EXCERPT PROVIDED:
= = = =

Interview with Timothy McCormack

Zach Sheets

February 2019

Before our upcoming concert, I sat down with composer Tim McCormack, whose work–and [Switch~ Ensemble] commission–karst survey will see its US premiere in [Switch~]’s February 28th show at Areté Gallery and Venue. We talked about new and old projects, their inspirations, how to work with musicians, and what makes music vivid for Tim.

Tim McCormack: Well, hello.

Zach Sheets: Thanks so much for joining me, Tim.

TM: It’s so nice to see you, Zach.

ZS: I feel like we’re doing a podcast.

TM: Right?

ZS: Well… perhaps you could start by sharing who you are and what you’re up to?

TM: Sure. My name is Tim McCormack. I’m from Cleveland, Ohio, the youngest of four children. I do not come from a musical family, but I grew up learning lots of instruments, the last of which somehow became my main instrument: the bassoon. I think that learning the bassoon really informed how I approach all other instruments, which is that I’m always thinking of the instrument’s mechanism and our physical relationship to it. The left thumb of a bassoon player controls about 11 keys, so as a bassoonist, you’re always negotiating this really complex mechanism. That informed how I think about all instruments as a composer.

I stayed in Ohio for my undergrad, then moved to Chicago and got to know the new music scene there. Then I did two years in England, studying, moved back to Chicago, and now to Boston in 2011.

ZS: You mentioned you’re in the middle of finishing up a couple of projects. Can you share what they are, yet?

TM: Oh, yeah! The thing that is literally on my desk right now is actually an old project. I am finishing a string quartet I wrote and that was quote-unquote premiered…

ZS: Tim is making airquotes, for those….

TM: Well, I didn’t quote-unquote write it

ZS: …for those podcast listeners at home.

TM: We’re going to talk for an hour and 90% is going to be unusable, isn’t it?

ZS: [laughs]

TM: Anyway, right now I’m finishing a string quartet called your body is a volume, which I started writing at the tail end of 2016. In the past 3 or 4 years most of my pieces take place on these really extended time scales—mostly 30 to 60 minutes - but the festival that commissioned the piece couldn’t commit to such a long duration. As I was writing the piece, I realized it was a really important one for me, and I that I couldn’t skim it. So, in the end, we premiered the second half of the piece, which was 30 minutes, and the piece all-in-all will be at least 60.

As far as new projects are concerned, for the past 5-6 years I’ve been working on a big project with Australia’s ELISION Ensemble and Line Upon Line percussion trio (Austin, TX). The three of us are collaborating on a work titled KILN, which I’m calling a kind of concert installation, with a dispersal of musicians throughout the space. It will probably be 80 minutes of uninterrupted music for 10 musicians, But, it’s also comprised of 5 smaller chamber pieces: a percussion solo, a percussion trio, and three mixed trios.

= = = =

EXERCISE 1:
Count the lines in the records that contain the string "query", and give only that number.
The interview text has no connection to the records.

= = = =

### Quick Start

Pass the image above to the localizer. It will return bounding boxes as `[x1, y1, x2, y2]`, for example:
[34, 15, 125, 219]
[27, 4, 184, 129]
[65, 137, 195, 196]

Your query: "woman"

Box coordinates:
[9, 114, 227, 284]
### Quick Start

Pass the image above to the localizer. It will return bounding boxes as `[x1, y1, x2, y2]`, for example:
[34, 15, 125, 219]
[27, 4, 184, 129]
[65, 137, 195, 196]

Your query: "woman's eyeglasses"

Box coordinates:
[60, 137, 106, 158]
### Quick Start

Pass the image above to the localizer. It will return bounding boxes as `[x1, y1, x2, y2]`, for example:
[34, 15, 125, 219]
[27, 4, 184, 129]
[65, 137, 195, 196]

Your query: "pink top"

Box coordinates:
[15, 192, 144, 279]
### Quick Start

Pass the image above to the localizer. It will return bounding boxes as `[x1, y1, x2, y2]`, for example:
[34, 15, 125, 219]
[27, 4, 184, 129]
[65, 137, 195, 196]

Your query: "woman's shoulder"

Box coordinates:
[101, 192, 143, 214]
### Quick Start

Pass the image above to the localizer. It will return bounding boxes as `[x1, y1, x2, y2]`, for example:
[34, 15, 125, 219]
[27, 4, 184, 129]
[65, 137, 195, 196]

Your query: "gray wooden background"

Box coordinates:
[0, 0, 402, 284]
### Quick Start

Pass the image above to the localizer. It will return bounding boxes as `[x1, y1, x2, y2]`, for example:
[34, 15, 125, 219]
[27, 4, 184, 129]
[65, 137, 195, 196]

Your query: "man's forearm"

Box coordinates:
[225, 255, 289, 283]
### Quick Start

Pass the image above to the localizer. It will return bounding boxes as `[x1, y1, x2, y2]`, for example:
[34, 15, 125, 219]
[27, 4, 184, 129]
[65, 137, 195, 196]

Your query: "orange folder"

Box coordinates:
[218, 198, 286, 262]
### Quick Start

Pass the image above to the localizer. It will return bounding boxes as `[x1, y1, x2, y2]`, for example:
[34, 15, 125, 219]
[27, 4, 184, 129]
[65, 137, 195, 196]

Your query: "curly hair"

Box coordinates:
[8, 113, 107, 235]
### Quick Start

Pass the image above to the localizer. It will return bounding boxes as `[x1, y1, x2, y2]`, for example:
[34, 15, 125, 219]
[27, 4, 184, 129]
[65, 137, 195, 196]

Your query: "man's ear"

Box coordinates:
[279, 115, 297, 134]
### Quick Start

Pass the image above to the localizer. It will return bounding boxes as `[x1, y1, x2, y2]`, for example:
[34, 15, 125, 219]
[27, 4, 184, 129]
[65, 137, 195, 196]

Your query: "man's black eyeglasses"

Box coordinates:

= = = =

EXERCISE 2:
Pick up the interview with Timothy McCormack right after its final sentence and carry it forward.

EXPECTED OUTPUT 1:
10

EXPECTED OUTPUT 2:
I’m also working on some new works for Curious Chamber Players, following an old collaboration with Faint Noise: Karin Hellqvist, Anna Petrini, and Malin Bång. One of them is a solo piece for Anna Petrini, a Paetzold contrabass recorder player. The other is quite a different work for solo contrabass recorder with ensemble.

Dance, Physicality, and Music

ZS: So, I’d love to go back to something you were talking about at the very beginning, which is your relationship to instrumental mechanism and physicality. You’re very interested in dance—and you dance, yourself, right?

TM: I haven’t actually danced publicly at this point for a number of years, but yes. Basically, I had been studying dance “academically” because of its relevance to my own compositional project, and I got to a point where I realized that if I really wanted to understand why dance is so significant for me—musically or compositionally—I would need to do it. And, that was the first year in my PhD program at Harvard, which also happened to be the year that Jill Johnson was named director of the the university’s dance department.

ZS: Who happened to be a Forsythe dancer.

Click here or the image above to view a production of William Forsythe's One Flat Thing, Reproduced

TM: Who happened to be a dancer from the very company that all of my research was about. When I say that dance is significant for me, it really is the work of William Forsythe and his company that’s most relevant to my compositional project. So, I took dance classes, and I think because I had been studying their technique from a distance for so many years, it was lying dormant in my body. Once I was actually doing it, it came really naturally to me. It was feeding and energizing my own compositional work—but it also became its own independent thing.

ZS: I’m curious both about the history and about right now when it comes to a few aspects of your musical thinking. I’m trying to find a way to wrangle this question… it’s sort of like, summarize your entire aesthetic position, which is not a very good question.

TM: Well, I have to do that in a couple months when I give my dissertation colloquium, so this is good practice.

ZS: In that case: in a daily practice of composing, how do you find that these questions of physical technique—either the gravity of dancing or the instrumental technique of how a tongue connects to a reed, fingers to keys—how do they affect your thinking? Is it in a very practical way, in a very direct way where you’re thinking about sound? Or is it also a philosophical aesthetic position?

TM: I think it’s both, at this point. A few years ago, I was thinking very one-to-one, surface-level relationship between dance and music-making—in that they’re both physical, they’re both bodily, and corporal. That’s still there, but it has seeped into this deeper, more substantial place.

Put it this way: I came to dance because my music was extremely physical. By which I mean, highly gestural, requiring a certain relationship between the body and the instrument that is very physical.

ZS: Like your notation, which describes the action of the player?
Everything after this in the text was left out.